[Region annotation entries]

=-=-=-=-=

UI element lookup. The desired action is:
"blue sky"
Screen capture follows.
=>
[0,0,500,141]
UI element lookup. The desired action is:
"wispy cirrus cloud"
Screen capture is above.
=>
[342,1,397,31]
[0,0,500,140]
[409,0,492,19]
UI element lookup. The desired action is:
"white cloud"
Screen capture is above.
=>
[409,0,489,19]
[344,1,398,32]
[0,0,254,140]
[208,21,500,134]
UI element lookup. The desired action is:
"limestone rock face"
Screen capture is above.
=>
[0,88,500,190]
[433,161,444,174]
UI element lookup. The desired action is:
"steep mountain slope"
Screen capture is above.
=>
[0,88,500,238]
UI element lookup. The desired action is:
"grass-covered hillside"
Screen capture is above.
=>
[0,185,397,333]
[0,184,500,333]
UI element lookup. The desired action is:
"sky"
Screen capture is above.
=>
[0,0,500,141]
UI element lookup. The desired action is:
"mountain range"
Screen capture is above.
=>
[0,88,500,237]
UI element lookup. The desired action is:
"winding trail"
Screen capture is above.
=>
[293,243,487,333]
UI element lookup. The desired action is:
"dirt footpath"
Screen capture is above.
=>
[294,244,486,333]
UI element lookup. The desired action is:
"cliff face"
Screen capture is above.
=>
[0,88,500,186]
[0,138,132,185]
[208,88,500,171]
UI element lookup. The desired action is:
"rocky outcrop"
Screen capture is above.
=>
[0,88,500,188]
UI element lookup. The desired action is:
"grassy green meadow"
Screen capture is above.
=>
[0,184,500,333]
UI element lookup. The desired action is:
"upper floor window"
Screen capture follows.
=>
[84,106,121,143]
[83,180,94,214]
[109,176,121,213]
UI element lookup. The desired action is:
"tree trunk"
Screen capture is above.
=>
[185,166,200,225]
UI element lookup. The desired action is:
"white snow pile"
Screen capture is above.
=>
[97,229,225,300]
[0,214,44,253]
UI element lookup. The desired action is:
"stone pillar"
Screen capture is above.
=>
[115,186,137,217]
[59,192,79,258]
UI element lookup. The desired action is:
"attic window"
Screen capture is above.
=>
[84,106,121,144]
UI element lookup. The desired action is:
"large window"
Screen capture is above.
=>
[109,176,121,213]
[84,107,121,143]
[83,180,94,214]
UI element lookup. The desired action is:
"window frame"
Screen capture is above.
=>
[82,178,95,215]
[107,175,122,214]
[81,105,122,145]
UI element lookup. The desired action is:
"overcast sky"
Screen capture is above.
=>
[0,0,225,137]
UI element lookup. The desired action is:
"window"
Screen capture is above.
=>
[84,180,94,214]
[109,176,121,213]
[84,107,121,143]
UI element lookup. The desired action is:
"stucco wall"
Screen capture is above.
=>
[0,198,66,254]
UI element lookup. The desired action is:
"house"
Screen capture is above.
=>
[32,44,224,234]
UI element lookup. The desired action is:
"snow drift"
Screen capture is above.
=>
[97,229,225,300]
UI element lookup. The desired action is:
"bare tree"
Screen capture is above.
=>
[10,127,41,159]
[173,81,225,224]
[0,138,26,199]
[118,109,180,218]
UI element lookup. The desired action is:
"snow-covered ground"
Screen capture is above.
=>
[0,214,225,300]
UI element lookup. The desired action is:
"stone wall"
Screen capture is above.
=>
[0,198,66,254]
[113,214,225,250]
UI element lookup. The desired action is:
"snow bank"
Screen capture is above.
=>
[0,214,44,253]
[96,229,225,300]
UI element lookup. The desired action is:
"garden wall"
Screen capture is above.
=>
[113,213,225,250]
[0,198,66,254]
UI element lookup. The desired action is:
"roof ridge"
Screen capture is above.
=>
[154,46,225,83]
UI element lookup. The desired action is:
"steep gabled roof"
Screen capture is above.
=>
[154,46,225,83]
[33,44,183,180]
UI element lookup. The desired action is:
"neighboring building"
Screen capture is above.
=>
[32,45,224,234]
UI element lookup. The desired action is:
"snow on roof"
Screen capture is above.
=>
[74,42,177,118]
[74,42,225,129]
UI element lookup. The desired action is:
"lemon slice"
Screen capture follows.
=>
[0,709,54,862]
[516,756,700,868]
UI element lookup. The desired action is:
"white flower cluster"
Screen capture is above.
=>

=-=-=-=-=

→ Exercise requirements
Can you edit the records so that every "UI element lookup" becomes "Region lookup", with all else unchanged?

→ Full solution
Region lookup. The desired action is:
"blue sky"
Screen capture follows.
=>
[0,0,500,141]
Region lookup. The desired action is:
"wispy cirrus cloud"
Screen capture is above.
=>
[342,1,397,31]
[0,0,500,140]
[409,0,492,19]
Region lookup. The desired action is:
"white cloud"
Screen capture is above.
=>
[409,0,489,19]
[344,1,398,32]
[0,0,254,140]
[208,21,500,134]
Region lookup. The desired action is:
"limestone rock face"
Screen capture is above.
=>
[0,88,500,190]
[433,161,444,174]
Region lookup. The desired action is:
"steep mountain slope"
Screen capture is above.
=>
[0,88,500,238]
Region lookup. The desired action is:
"grass-covered hillside"
Screen capture is above.
=>
[0,185,397,333]
[0,184,500,333]
Region lookup. The desired action is:
"sky"
Screen capture is above.
=>
[0,0,500,141]
Region lookup. The desired action is:
"mountain range"
Screen capture is above.
=>
[0,88,500,237]
Region lookup. The desired action is:
"winding trail"
Screen capture is above.
=>
[293,243,487,333]
Region lookup. The desired action is:
"dirt footpath"
Screen capture is above.
=>
[294,244,486,333]
Region lookup. The desired action is:
"cliff face"
Screen capture is above.
=>
[0,88,500,186]
[0,138,132,185]
[208,88,500,171]
Region lookup. The desired action is:
"rocky outcrop"
Screen capture is above.
=>
[0,88,500,188]
Region lookup. The desired action is:
"grassy green meadow"
Screen capture is above.
=>
[0,184,500,333]
Region lookup. The desired action is:
"upper floor window"
Screen capture follows.
=>
[84,106,121,143]
[83,180,94,214]
[109,176,121,213]
Region lookup. The desired action is:
"tree trunk"
Screen capture is above.
=>
[185,166,200,225]
Region lookup. The desired action is:
"white snow pile"
Screen capture is above.
=>
[97,229,225,300]
[0,214,44,253]
Region lookup. The desired action is:
"stone pillar"
Screen capture is above.
=>
[115,186,137,217]
[59,192,79,258]
Region lookup. The desired action is:
"attic window"
Screen capture is above.
=>
[84,106,121,144]
Region lookup. The desired action is:
"large window"
Screen capture is above.
=>
[109,176,121,213]
[84,107,121,143]
[83,180,94,214]
Region lookup. The desired action is:
"window frame"
Screen capture is above.
=>
[82,178,95,215]
[107,175,122,214]
[81,105,122,145]
Region lookup. The desired action is:
"overcast sky"
Screen capture is above.
=>
[0,0,225,137]
Region lookup. The desired action is:
"window"
Screen capture is above.
=>
[84,180,94,214]
[109,176,121,213]
[84,107,121,143]
Region lookup. The desired action is:
"stucco wall"
Screen capture is above.
=>
[0,198,66,254]
Region lookup. The desired action is:
"house"
Screen capture is above.
=>
[32,44,224,234]
Region lookup. The desired action is:
"snow drift"
Screen capture is above.
=>
[97,229,225,300]
Region lookup. The desired action is:
"bare tree"
Screen capture is above.
=>
[10,127,41,159]
[173,81,225,224]
[0,138,26,199]
[118,109,180,218]
Region lookup. The desired action is:
"snow-covered ground"
Screen capture is above.
=>
[0,214,225,300]
Region lookup. The desired action is:
"stone wall"
Screen capture is above.
=>
[0,198,66,254]
[113,214,225,250]
Region lookup. The desired action is:
"snow bank"
Screen capture is above.
=>
[0,214,44,253]
[96,229,225,300]
Region lookup. The desired action is:
"garden wall"
Screen capture is above.
=>
[113,213,225,250]
[0,198,66,254]
Region lookup. The desired action is:
"roof ridge"
Screen capture is above.
=>
[154,46,225,83]
Region lookup. The desired action is:
"steep gabled roof"
Screen capture is above.
=>
[154,46,225,83]
[33,44,183,180]
Region lookup. The desired action is:
"neighboring building"
Screen capture is above.
=>
[32,45,224,234]
Region lookup. The desired action is:
"snow on roof"
Screen capture is above.
=>
[74,42,177,118]
[74,42,225,129]
Region lookup. The desired action is:
"lemon slice"
Screen capture follows.
=>
[0,709,54,862]
[516,756,700,868]
Region lookup. The desired action is:
"white flower cluster"
Screen capture is above.
=>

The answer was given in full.